For the records below, output every line from the one holding "Query: green foliage" through the final line, unaltered, and no other lines.

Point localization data

┌──

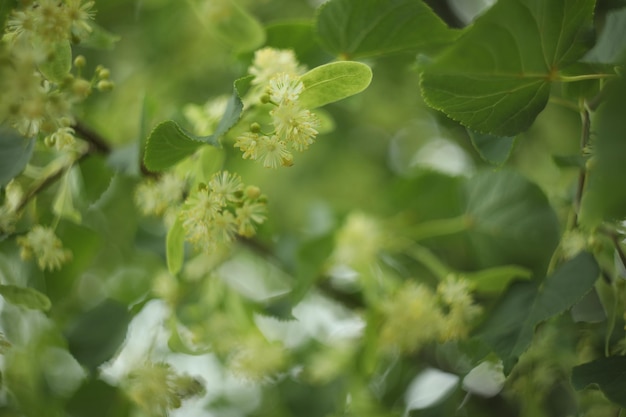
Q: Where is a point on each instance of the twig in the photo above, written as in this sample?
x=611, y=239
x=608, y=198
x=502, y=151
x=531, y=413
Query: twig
x=96, y=142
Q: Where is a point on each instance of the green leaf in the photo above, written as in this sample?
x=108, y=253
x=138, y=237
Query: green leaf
x=496, y=279
x=231, y=24
x=98, y=333
x=5, y=10
x=175, y=247
x=493, y=149
x=510, y=327
x=299, y=36
x=63, y=205
x=365, y=28
x=169, y=143
x=510, y=221
x=604, y=195
x=496, y=78
x=611, y=45
x=25, y=297
x=333, y=82
x=100, y=38
x=112, y=400
x=15, y=152
x=589, y=309
x=58, y=62
x=609, y=374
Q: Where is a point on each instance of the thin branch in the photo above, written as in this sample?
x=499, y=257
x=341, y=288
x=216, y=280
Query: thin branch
x=96, y=142
x=585, y=132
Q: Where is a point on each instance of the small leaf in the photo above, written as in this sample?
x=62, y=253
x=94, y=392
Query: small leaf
x=98, y=333
x=63, y=205
x=611, y=45
x=496, y=78
x=100, y=38
x=168, y=144
x=299, y=36
x=15, y=152
x=333, y=82
x=589, y=309
x=231, y=24
x=175, y=247
x=493, y=149
x=510, y=327
x=365, y=28
x=58, y=63
x=25, y=297
x=609, y=374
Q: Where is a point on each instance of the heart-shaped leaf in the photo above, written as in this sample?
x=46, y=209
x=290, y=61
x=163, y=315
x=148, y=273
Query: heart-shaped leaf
x=366, y=28
x=496, y=78
x=333, y=82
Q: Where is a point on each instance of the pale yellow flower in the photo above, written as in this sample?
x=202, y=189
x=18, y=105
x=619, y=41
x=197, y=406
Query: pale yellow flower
x=285, y=88
x=273, y=152
x=296, y=126
x=42, y=243
x=270, y=61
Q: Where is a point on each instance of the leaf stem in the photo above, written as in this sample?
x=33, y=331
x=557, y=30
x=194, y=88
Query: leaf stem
x=575, y=78
x=439, y=227
x=585, y=132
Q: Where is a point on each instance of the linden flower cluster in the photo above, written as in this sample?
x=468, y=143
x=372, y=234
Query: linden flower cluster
x=217, y=212
x=294, y=127
x=258, y=359
x=359, y=241
x=45, y=246
x=269, y=62
x=158, y=389
x=155, y=197
x=34, y=37
x=206, y=117
x=51, y=21
x=415, y=316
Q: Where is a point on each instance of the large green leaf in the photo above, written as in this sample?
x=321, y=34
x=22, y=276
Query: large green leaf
x=98, y=333
x=496, y=78
x=510, y=221
x=609, y=374
x=611, y=45
x=604, y=196
x=15, y=152
x=169, y=143
x=333, y=82
x=510, y=327
x=364, y=28
x=493, y=149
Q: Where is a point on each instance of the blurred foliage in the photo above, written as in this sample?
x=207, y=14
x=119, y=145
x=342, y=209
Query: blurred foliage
x=448, y=242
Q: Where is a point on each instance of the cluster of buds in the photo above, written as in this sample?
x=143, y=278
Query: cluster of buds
x=293, y=126
x=218, y=211
x=415, y=315
x=43, y=244
x=39, y=101
x=159, y=389
x=51, y=21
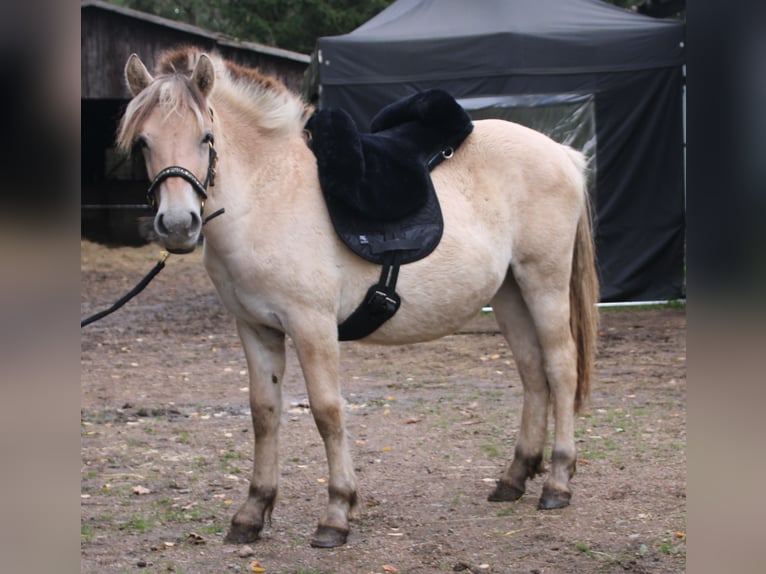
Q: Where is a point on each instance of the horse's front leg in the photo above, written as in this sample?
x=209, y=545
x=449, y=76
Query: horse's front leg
x=265, y=353
x=316, y=343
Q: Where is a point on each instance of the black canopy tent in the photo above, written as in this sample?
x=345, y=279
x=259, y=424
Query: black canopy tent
x=500, y=55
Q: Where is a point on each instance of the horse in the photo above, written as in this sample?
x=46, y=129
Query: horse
x=228, y=141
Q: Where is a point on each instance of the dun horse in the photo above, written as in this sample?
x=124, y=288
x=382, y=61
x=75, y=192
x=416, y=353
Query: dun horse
x=516, y=234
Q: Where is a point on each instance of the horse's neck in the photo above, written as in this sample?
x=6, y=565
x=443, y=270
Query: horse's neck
x=261, y=181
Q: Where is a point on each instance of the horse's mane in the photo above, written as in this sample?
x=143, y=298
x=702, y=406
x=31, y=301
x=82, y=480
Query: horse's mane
x=261, y=101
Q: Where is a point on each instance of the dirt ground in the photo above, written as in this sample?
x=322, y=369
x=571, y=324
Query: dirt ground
x=166, y=445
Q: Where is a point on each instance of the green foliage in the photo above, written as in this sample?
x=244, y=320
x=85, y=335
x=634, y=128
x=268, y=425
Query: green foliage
x=289, y=24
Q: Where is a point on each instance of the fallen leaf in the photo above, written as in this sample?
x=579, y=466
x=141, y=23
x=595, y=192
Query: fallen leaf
x=195, y=538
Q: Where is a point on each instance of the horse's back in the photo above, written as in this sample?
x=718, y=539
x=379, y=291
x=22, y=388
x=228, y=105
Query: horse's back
x=509, y=193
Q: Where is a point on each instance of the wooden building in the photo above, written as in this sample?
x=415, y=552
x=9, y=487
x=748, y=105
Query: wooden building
x=113, y=186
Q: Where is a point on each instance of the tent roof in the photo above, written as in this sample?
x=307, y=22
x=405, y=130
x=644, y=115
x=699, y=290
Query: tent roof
x=441, y=39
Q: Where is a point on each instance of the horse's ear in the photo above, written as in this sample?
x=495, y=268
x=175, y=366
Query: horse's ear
x=136, y=74
x=204, y=75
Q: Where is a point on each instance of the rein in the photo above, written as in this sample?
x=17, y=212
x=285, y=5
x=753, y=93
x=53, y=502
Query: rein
x=151, y=197
x=133, y=292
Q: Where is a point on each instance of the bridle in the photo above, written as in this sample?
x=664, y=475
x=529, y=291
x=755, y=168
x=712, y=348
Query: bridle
x=199, y=187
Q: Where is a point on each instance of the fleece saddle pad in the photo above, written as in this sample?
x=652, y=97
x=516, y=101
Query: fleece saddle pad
x=377, y=185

└──

### EXPECTED ANSWER
Query: green foliage
x=289, y=24
Q: Where is a point on each instance of the fallen leaf in the photo above, written as in this sample?
x=579, y=466
x=141, y=23
x=595, y=192
Query: fallen leaf
x=195, y=538
Q: Where is a point on each instance of the horse's back in the photo above, written as in this sample?
x=718, y=539
x=379, y=291
x=22, y=388
x=228, y=105
Query: horse's back
x=509, y=193
Q: Where is a point on each instance of the wooden building in the photo above, written as in this sample?
x=415, y=552
x=9, y=487
x=748, y=105
Query: wooden building
x=113, y=186
Q: Where is a point on each instance of the tent roof in the photo above, written as in this sample?
x=307, y=22
x=405, y=130
x=644, y=115
x=699, y=290
Query: tent roof
x=441, y=39
Q: Where is a point on each instance of the horse's ear in the photo above, written as in this sample?
x=495, y=268
x=175, y=366
Query: horse's ear
x=136, y=74
x=204, y=75
Q: Where is a point on each instance of the rein in the photo above, written as in this sample?
x=17, y=212
x=285, y=5
x=753, y=93
x=53, y=502
Query: rein
x=151, y=197
x=133, y=292
Q: Where is a point on each instance of the bridle in the photo above, written as in this sample?
x=664, y=475
x=529, y=291
x=755, y=168
x=712, y=348
Query: bridle
x=199, y=187
Q: Where is a point on each instance of the fleece saddle pad in the photo above, written as in this sample?
x=652, y=97
x=516, y=101
Query: fleece saddle pad
x=377, y=185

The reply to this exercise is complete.